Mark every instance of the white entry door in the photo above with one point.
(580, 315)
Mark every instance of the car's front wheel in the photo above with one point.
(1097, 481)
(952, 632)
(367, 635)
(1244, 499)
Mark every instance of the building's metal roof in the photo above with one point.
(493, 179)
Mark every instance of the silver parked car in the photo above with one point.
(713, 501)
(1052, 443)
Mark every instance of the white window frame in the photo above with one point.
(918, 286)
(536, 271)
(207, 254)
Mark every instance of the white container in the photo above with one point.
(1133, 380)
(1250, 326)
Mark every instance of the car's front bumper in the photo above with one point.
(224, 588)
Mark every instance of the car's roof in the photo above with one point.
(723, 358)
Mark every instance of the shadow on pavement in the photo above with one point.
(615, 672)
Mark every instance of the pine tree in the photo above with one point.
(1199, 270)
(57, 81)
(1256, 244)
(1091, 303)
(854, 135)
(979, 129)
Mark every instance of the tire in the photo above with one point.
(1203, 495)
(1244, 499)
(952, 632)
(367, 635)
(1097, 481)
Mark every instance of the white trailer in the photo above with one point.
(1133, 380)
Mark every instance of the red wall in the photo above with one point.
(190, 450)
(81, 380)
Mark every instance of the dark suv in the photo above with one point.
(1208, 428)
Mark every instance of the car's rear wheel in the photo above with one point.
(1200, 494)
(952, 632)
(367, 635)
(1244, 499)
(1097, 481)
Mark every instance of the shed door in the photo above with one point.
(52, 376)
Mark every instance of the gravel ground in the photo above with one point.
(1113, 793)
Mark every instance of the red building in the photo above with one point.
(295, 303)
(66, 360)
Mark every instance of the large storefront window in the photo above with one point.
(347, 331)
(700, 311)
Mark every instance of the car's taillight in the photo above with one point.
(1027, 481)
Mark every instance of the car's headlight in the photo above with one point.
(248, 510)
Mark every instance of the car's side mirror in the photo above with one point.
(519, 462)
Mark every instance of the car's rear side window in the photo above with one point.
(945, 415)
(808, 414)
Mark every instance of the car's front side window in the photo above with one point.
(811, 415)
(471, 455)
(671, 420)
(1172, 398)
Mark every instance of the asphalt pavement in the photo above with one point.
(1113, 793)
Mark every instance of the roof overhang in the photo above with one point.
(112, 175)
◆ ◆ ◆ ◆ ◆
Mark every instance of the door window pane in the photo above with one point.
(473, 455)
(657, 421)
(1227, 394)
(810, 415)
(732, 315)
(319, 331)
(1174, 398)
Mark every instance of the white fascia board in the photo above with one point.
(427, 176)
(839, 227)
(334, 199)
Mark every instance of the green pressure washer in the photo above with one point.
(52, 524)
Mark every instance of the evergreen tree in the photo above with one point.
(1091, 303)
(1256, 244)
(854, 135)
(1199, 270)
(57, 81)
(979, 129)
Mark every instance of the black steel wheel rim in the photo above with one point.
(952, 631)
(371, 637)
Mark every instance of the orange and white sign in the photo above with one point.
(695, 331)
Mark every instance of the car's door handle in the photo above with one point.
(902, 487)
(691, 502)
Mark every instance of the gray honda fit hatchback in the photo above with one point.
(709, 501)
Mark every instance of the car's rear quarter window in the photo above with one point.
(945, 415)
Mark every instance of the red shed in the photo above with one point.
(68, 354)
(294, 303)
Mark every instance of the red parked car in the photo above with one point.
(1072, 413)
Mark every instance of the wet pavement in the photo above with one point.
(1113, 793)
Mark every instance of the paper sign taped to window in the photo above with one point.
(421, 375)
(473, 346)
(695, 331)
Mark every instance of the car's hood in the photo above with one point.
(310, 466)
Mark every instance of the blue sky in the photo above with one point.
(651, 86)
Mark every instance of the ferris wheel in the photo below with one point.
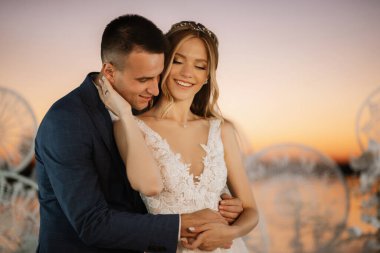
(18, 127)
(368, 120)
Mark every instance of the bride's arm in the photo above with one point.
◆ ◆ ◆ ◆ ◆
Your copy should hold only the lines above from the one containing "Mark every instance of the red parked" through the one containing "Mark every instance of the bride's", exactly as written and free of pictures.

Mark every instance of the red parked car in the photo above with one point.
(1072, 413)
Mark every instance of the wet pavement in the photo above with one point.
(1113, 793)
Mark every instance of the paper sign taped to window in the photo above with one point.
(421, 375)
(473, 346)
(695, 331)
Mark every instance of the car's hood in the photo above with one point.
(310, 466)
Mark every instance of the blue sky in the photo above with one point.
(651, 86)
Mark every instance of the ferris wheel in the photo below with one point.
(18, 127)
(368, 120)
Mark every instance of the bride's arm in the photo above with one point.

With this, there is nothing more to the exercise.